What you need to do:
(1) Reproduce the passage of the Paycheck Protection Program article from "So what happens" up to and including "know for sure.", replacing "emergency" with "crisis".
(2) Translate this sentence from the Paycheck Protection Program article into Spanish: "There are, however, a few things we know for sure."

Document segment:

[Start of Attachment]

The U.S. Treasury Department and Small Business Administration’s Payroll Protection Program was designed to serve as a life preserver for employees and business owners reeling from the COVID-19 pandemic.
While there’s evidence to suggest that the program is working for some businesses — 172,786 jobs were directly retained as a result of PPP, the government reported this week — it is by no means a silver bullet. There are firms that have gone under despite receiving PPP dollars.
So what happens when a company folds after getting its hands on PPP money? The answer, due in part to the fact that the program was hastily crafted in response to an unprecedented and rapidly evolving economic emergency, often appears to be a combination of “Well, it depends” and “We’re just not really sure yet.”
“Business owners are making decisions without having all of the information” about how the program works in the long term, Boulder Small Business Development Center executive director Sharon King said. Small business development centers serve as conduits between local businesses and the U.S. Small Business Administration. “But what we want to do is give them as much information as possible and talk through the things we don’t know yet.”
There are, however, a few things we know for sure.
First, if the PPP recipient spent the money quickly — within eight weeks for early applicants or 24 weeks for those who received an extension after the Paycheck Protection Program Flexibility Act was adopted in June — and appropriately, they’re in the clear. The loans, so long as 60% is spent on payroll, eventually convert into grants that are completely forgivable.
“The first step for anyone who has a PPP loan and is going to go out of business is to apply for forgiveness of that loan,” Brian Ormsby, founder of government accounting compliance consultancy Pantheon Solutions LLC, said. Ormsby is working with the Boulder SBDC in advising small businesses on PPP.

[End of Attachment]

Exercise data:
[Start of Attachment]

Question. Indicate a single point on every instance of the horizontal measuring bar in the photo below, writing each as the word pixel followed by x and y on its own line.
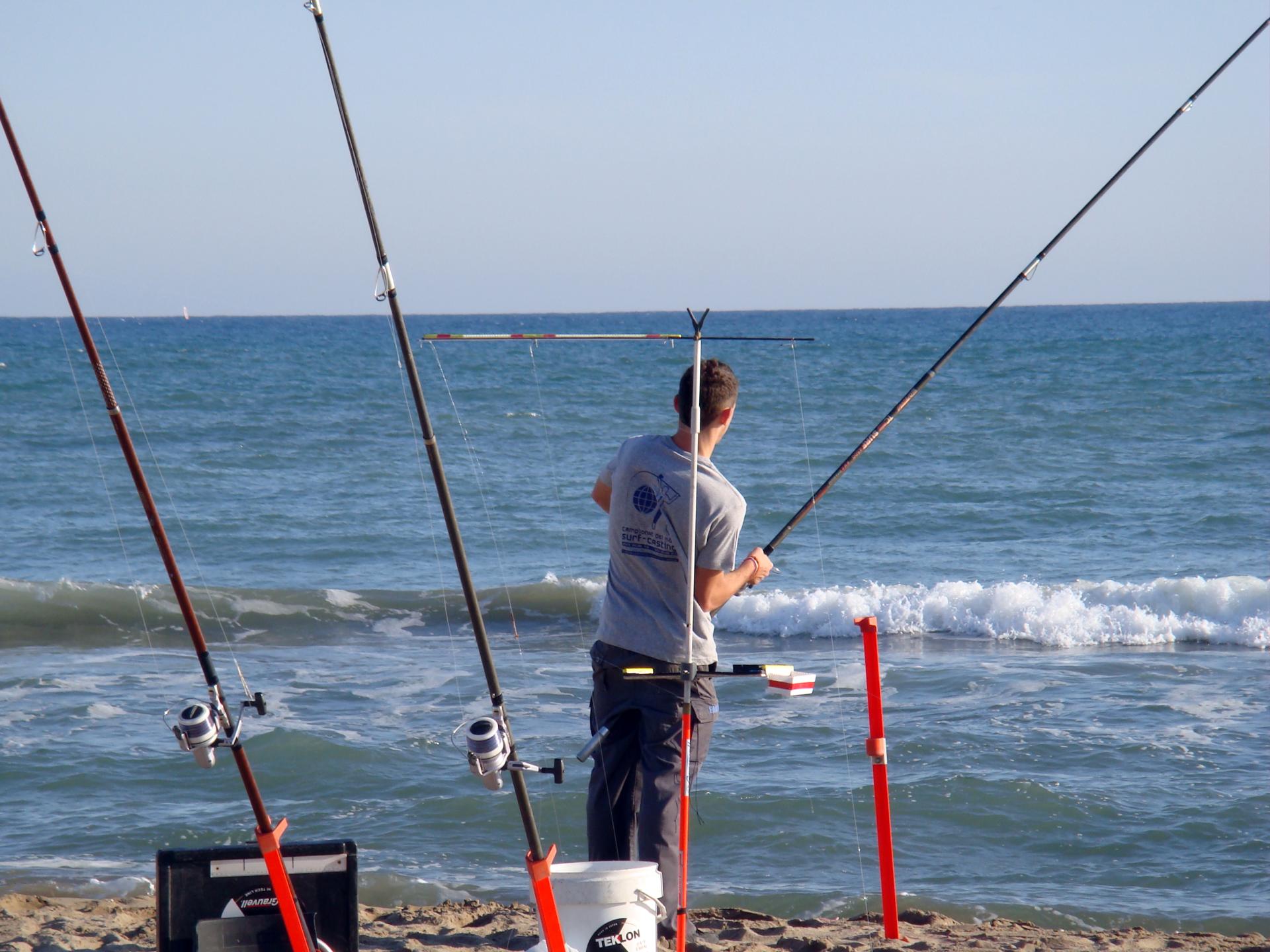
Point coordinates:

[End of Attachment]

Solutions for each task:
(1)
So what happens when a company folds after getting its hands on PPP money? The answer, due in part to the fact that the program was hastily crafted in response to an unprecedented and rapidly evolving economic crisis, often appears to be a combination of “Well, it depends” and “We’re just not really sure yet.”
“Business owners are making decisions without having all of the information” about how the program works in the long term, Boulder Small Business Development Center executive director Sharon King said. Small business development centers serve as conduits between local businesses and the U.S. Small Business Administration. “But what we want to do is give them as much information as possible and talk through the things we don’t know yet.”
There are, however, a few things we know for sure.

(2) Sin embargo, hay algunas cosas que sabemos con certeza.